Bagian Energi Terbarukan Yang Mahal CCS Malah Direstui di RI

Minggu, 18/02/2024 07:48 WIB
Bagian Energi Terbarukan Yang Mahal  Carbon Capture and Storage CCS Malah Direstui di RI

Bagian Energi Terbarukan Yang Mahal Carbon Capture and Storage CCS Malah Direstui di RI

law-justice.co - Berita baru baru ini menyebutkan Indonesia dan Singapura telah Teken Kesepakatan Kerja Sama CCS Cross Border dengan  menandatangani Letter of Intent (LOI) sebagai langkah awal.

Yang sedang trending di dunia saat ini adalah Carbon Capture and Storage (CCS), atau Penangkapan dan Penyimpanan Karbon, merupakan teknologi yang dirancang untuk menangkap gas karbon dioksida (CO2) yang dihasilkan dari berbagai sumber, seperti pembangkit listrik tenaga batubara dan gas, pabrik-pabrik, dan instalasi industri lainnya. Kemudian, CO2 tersebut disimpan di bawah tanah dalam formasi geologi yang aman dan tidak terganggu.

Carbon Capture and Storage (CCS) tidak secara langsung dianggap sebagai bagian dari energi terbarukan. Secara umum, energi terbarukan mengacu pada sumber energi yang dapat diperbaharui secara alami dan tidak menghasilkan emisi gas rumah kaca secara signifikan saat digunakan. Contoh energi terbarukan meliputi energi surya, angin, hidroelektrik, biomassa, dan energi panas bumi

Diberitakan Indonesia dan Singapura telah menandatangani Letter of Intent (LOI) untuk bekerja sama dalam kegiatan Carbon Capture and Storage (CCS) Cross Border. Kesepakatan ini ditandatangani oleh Wakil Sekretaris (Industri) Kementerian Perdagangan dan Industri Singapura, Keith Tan, dan Deputi Bidang Kedaulatan Maritim dan Energi Kementerian Koordinator Maritim dan Investasi, Jodi Mahardi. Kesepakatan ini didasarkan pada Peraturan Presiden No. 14 Tahun 2024 tentang Penyelenggaraan Kegiatan Penangkapan dan Penyimpanan Karbon, yang memberikan akses kepada operator penyimpanan karbon untuk menyediakan kapasitas penyimpanan karbon internasional.

CCS adalah kegiatan penangkapan, pengangkutan, dan penyimpanan karbon dioksida, untuk mencegah emisi karbon terlepas ke atmosfer. CCS adalah metode dekarbonisasi yang sesuai untuk industri sulit dikurangi emisinya seperti sektor energi, industri kimia, dan pembangkit listrik. CCS diakui secara internasional sebagai metode dekarbonisasi yang penting untuk mencapai mitigasi perubahan iklim global. Kedua lembaga, Intergovernmental Panel on Climate Change (IPCC) dan International Energy Agency (IEA), mengakui peran penting CCS untuk mencapai net zero emission pada pertengahan abad ini dan mengurangi efek pemanasan global.

Data segmentasi wilayah
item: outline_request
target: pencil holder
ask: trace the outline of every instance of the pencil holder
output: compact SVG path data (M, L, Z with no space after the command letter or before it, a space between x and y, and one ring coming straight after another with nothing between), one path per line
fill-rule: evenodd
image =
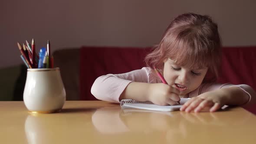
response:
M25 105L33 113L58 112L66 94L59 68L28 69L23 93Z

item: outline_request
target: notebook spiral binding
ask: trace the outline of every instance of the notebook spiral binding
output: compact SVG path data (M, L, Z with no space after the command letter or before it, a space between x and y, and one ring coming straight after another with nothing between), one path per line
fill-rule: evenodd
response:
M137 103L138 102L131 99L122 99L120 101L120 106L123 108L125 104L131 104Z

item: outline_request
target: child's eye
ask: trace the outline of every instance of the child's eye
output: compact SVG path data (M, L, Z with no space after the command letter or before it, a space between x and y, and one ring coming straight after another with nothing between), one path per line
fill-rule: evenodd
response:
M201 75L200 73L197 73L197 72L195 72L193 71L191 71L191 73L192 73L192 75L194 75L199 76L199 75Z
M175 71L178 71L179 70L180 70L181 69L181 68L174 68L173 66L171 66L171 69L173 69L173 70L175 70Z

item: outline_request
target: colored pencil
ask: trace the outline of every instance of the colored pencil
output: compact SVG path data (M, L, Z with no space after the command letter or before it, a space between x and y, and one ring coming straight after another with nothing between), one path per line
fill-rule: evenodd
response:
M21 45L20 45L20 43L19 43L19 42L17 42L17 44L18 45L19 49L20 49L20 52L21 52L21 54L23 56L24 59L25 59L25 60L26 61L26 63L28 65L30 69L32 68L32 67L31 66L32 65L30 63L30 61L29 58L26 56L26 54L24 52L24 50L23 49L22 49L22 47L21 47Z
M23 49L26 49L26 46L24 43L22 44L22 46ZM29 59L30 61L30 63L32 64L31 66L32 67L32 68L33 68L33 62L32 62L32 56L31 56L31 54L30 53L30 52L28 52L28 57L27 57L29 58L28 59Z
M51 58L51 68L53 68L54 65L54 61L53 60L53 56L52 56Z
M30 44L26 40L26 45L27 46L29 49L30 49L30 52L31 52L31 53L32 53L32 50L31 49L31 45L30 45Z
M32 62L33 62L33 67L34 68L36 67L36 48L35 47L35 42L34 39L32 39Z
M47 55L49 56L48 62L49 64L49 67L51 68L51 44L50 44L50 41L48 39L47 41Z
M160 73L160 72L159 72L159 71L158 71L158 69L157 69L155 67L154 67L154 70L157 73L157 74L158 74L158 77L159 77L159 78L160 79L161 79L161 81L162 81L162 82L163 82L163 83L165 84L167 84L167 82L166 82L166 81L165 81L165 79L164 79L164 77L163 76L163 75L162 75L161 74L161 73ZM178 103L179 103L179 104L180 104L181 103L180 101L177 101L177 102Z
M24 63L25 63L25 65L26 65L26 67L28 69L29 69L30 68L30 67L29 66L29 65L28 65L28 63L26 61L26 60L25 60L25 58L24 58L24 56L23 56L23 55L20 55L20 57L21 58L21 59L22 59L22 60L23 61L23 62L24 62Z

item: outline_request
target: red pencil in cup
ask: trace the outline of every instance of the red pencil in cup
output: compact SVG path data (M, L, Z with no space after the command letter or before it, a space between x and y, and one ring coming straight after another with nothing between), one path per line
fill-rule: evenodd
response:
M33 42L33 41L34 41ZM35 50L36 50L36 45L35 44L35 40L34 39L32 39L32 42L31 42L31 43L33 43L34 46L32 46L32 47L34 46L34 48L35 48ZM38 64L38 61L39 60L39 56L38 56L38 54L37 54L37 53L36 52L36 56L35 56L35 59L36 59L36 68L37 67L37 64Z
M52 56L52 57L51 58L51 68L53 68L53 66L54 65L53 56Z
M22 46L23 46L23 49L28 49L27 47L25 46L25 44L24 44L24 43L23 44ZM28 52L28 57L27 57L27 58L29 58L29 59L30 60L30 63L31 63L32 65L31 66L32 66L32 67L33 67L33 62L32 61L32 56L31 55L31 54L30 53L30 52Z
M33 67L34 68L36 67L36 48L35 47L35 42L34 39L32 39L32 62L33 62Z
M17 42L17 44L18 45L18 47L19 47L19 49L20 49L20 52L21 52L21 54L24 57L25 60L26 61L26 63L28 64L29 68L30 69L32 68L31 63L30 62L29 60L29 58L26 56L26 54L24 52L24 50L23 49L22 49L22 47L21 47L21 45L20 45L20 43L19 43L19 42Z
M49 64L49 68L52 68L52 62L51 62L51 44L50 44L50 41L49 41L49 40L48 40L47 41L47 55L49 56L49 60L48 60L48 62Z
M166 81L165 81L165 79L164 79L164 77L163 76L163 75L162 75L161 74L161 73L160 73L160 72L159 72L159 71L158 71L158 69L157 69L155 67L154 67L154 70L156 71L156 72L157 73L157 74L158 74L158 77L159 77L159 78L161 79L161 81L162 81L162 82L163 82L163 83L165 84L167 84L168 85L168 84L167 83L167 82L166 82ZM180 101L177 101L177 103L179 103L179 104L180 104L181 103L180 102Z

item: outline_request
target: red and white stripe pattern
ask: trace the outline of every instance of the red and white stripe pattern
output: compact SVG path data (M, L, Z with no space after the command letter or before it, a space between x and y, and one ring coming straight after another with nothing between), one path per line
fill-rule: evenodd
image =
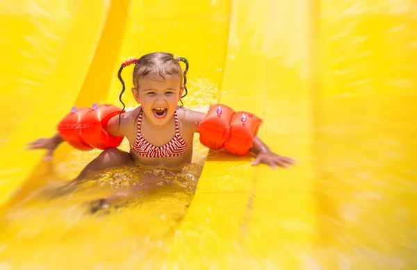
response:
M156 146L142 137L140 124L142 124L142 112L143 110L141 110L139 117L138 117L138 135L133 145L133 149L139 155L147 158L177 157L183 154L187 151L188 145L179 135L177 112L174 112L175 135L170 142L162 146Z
--
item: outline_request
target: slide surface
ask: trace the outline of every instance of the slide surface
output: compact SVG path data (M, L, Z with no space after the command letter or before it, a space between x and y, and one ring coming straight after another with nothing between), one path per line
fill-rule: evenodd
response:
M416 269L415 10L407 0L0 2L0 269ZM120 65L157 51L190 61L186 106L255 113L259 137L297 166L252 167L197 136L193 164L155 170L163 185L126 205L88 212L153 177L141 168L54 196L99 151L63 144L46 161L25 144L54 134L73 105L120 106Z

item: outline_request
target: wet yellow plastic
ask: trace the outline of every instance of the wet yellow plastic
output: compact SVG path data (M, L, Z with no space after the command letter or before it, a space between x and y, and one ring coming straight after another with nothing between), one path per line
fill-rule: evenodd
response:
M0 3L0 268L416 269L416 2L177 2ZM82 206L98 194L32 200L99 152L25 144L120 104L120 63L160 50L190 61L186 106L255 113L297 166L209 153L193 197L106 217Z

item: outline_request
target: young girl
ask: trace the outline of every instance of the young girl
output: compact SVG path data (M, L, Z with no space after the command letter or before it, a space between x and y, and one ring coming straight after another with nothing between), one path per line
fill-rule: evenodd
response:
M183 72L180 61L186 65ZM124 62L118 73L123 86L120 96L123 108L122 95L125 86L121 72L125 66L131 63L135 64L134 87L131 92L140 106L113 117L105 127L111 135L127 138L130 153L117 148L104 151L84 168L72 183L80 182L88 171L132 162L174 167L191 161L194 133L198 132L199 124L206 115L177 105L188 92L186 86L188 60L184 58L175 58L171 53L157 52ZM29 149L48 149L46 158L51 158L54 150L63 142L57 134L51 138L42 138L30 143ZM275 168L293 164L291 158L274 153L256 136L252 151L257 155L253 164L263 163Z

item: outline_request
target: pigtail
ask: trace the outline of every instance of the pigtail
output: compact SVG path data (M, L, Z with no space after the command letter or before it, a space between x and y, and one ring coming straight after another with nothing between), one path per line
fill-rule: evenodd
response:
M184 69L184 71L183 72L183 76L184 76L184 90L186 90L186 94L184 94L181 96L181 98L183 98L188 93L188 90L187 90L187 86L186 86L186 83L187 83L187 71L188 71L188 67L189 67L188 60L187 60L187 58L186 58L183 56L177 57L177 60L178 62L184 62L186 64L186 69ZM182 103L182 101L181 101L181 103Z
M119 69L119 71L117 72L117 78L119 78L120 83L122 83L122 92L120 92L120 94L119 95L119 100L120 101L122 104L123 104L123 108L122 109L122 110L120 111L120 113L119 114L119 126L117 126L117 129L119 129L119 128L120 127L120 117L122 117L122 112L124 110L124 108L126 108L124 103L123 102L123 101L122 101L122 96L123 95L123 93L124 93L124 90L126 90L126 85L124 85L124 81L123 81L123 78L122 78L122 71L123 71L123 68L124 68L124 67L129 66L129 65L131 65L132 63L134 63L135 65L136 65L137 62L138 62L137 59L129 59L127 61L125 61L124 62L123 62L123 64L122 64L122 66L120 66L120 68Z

● **Tugas yang Dikerjakan**
1: Ringkas paragraf dalam bacaan tentang CCS yang dimulai dengan "CCS adalah kegiatan penangkapan, pengangkutan" menjadi daftar poin. Fakta utamanya harus tetap ada.
2: Apakah tiap pernyataan ini sesuai dengan bacaan tentang CCS? Jawab ya atau tidak, lalu kutip kata-kata bacaan yang menjadi penentunya.
(a) CCS langsung dianggap sebagai bagian dari energi terbarukan.
(b) Jodi Mahardi ikut menandatangani kesepakatan CCS Cross Border.
(c) Kesepakatan itu didasarkan pada Peraturan Presiden No. 14 Tahun 2024.

● **Jawaban Latihan**
1:
- CCS adalah penangkapan, pengangkutan, dan penyimpanan karbon dioksida agar emisi karbon tidak terlepas ke atmosfer.
- CCS cocok untuk industri yang emisinya sulit dikurangi, seperti sektor energi, industri kimia, dan pembangkit listrik.
- CCS diakui secara internasional sebagai metode dekarbonisasi penting untuk mitigasi perubahan iklim global.
- IPCC dan IEA mengakui peran penting CCS untuk mencapai net zero emission pada pertengahan abad ini dan mengurangi efek pemanasan global.

2:
(a) Tidak: "Carbon Capture and Storage (CCS) tidak secara langsung dianggap sebagai bagian dari energi terbarukan."
(b) Ya: "Kesepakatan ini ditandatangani oleh Wakil Sekretaris (Industri) Kementerian Perdagangan dan Industri Singapura, Keith Tan, dan Deputi Bidang Kedaulatan Maritim dan Energi Kementerian Koordinator Maritim dan Investasi, Jodi Mahardi."
(c) Ya: "Kesepakatan ini didasarkan pada Peraturan Presiden No. 14 Tahun 2024 tentang Penyelenggaraan Kegiatan Penangkapan dan Penyimpanan Karbon"